◆ **Job A**: Echo the article about the Kentucky attorney general's firearms opinion word for word, starting at "In reaching that" and ending at "control, the opinion said.".
◆ **Job B**: Carry on the article about the Kentucky attorney general's firearms opinion from the point where it stops.

◆ **Passage to read**:

While the “opinion” lacks the force of law, it reflects the Attorney General’s position if litigation ensues in the matter. In other words, the Mayor of Louisville — the only city in Kentucky with a member of Michael Bloomberg’s “Mayors Against Illegal Guns” — could not prohibit employees from having guns in the personal vehicles while at work. Or on their belts, for that matter, if the firearm is openly carried in a public building or concealed or openly carried elsewhere.

The AP has the story via the Richmond Register:

Kentucky’s local governments cannot prevent their employees from carrying weapons “at all times and places” while on duty, according to a state attorney general’s opinion released Monday.

In reaching that conclusion, Republican Attorney General Daniel Cameron’s office tied together various sections of Kentucky law governing the authority of local governments to regulate firearms.

Any such local authority is strictly limited, the attorney general’s office said in its review requested by the city of Ashland. State law allows local governments to prohibit concealed weapons in buildings they own, lease or control, the opinion said.

However, they cannot bar their employees from openly carrying firearms inside local government-owned buildings or possessing weapons — whether concealed or not — on public property that is not a building, including public parks, the opinion said. They also can’t be prevented from possessing firearms in their personal or local government-owned vehicles, it added.

“Synthesizing these statutory provisions, it is the attorney general’s opinion that the city may not prohibit its employees from carrying firearms ‘at all times and places’ while on duty as a city employee,” the five-page opinion said.

◆ **Material provided**:
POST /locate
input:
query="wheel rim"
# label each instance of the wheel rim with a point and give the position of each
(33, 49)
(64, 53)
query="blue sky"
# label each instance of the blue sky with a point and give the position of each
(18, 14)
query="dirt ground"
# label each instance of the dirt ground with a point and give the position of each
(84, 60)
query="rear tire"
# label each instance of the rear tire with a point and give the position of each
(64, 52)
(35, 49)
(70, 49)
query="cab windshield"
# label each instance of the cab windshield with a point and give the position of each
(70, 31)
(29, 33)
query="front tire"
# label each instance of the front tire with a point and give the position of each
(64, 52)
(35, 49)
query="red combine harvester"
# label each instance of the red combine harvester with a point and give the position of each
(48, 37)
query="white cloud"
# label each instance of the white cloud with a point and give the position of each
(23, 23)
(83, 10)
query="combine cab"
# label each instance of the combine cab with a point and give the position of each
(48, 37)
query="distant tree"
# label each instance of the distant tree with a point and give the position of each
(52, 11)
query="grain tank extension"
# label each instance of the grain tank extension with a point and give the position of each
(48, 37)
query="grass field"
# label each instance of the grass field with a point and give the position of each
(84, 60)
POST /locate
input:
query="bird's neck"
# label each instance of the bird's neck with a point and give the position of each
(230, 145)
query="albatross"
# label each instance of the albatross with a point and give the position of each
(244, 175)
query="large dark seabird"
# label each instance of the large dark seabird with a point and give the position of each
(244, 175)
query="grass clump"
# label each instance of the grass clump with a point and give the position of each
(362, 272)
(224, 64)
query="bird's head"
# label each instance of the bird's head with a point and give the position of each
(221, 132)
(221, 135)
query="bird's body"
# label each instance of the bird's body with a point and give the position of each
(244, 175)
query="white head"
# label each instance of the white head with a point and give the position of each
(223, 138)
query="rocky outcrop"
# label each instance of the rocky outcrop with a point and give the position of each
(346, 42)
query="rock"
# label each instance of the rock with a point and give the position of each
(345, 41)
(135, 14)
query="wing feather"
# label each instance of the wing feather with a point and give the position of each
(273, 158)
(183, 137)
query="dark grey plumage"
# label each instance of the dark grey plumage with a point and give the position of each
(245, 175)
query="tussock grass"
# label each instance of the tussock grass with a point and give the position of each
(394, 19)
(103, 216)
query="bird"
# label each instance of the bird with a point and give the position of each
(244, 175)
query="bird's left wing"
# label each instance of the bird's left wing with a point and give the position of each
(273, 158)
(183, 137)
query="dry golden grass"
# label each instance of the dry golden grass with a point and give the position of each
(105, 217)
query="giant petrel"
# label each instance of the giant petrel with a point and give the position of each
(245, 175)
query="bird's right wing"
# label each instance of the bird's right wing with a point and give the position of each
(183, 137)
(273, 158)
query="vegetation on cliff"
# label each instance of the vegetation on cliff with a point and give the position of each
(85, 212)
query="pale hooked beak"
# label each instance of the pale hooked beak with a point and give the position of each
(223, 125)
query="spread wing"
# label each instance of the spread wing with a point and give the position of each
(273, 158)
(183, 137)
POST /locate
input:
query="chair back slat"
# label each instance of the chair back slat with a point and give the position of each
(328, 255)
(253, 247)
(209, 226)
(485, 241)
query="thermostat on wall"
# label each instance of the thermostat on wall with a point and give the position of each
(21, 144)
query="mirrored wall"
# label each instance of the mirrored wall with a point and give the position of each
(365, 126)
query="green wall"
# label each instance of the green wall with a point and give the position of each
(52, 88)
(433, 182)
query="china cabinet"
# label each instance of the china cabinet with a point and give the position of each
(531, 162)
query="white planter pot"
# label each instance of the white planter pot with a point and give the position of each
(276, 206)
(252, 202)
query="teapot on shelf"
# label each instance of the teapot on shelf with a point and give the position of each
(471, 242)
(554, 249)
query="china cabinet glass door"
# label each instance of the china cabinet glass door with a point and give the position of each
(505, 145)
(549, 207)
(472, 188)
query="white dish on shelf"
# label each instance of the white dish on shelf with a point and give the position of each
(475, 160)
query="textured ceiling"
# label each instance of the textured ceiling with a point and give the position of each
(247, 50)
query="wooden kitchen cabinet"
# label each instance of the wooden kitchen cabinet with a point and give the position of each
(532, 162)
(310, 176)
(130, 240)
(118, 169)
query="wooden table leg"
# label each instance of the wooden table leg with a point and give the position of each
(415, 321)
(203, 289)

◆ **Response A**:
In reaching that conclusion, Republican Attorney General Daniel Cameron’s office tied together various sections of Kentucky law governing the authority of local governments to regulate firearms.

Any such local authority is strictly limited, the attorney general’s office said in its review requested by the city of Ashland. State law allows local governments to prohibit concealed weapons in buildings they own, lease or control, the opinion said.

◆ **Response B**:
The opinion — written by Assistant Attorney General Aaron J. Silletto and signed by Cameron — does not carry the force of law. It reflected the gun-rights policies passed by the state’s legislature.

The review was requested by the Ashland city attorney in northeastern Kentucky. Several city employees petitioned the city manager for permission to carry firearms while on duty…

“The city may not prohibit its employees from: (a) open carrying firearms inside city-owned buildings; (b) possessing or carrying any firearms, whether concealed or carried openly, on public property that is not a ‘building’; (c) possessing, carrying or keeping firearms in their personal vehicles; or (d) possessing or carrying any firearms in city-owned vehicles,” the opinion said.

Given Kentucky’s liberal mindset on firearms ownership and possession, why is it they don’t have Chicago-style violence on their streets?  Or 673 homicides in a single city? How is it that even possible?

Kentucky recognizes and values of the lives of its municipal employees and as such, allows them to carry the tools to defend their lives or the lives of other innocents from violent attack. “Civilized” cities like Chicago and New York City won’t do that, and they see orgies of violent crime. Where would you rather live?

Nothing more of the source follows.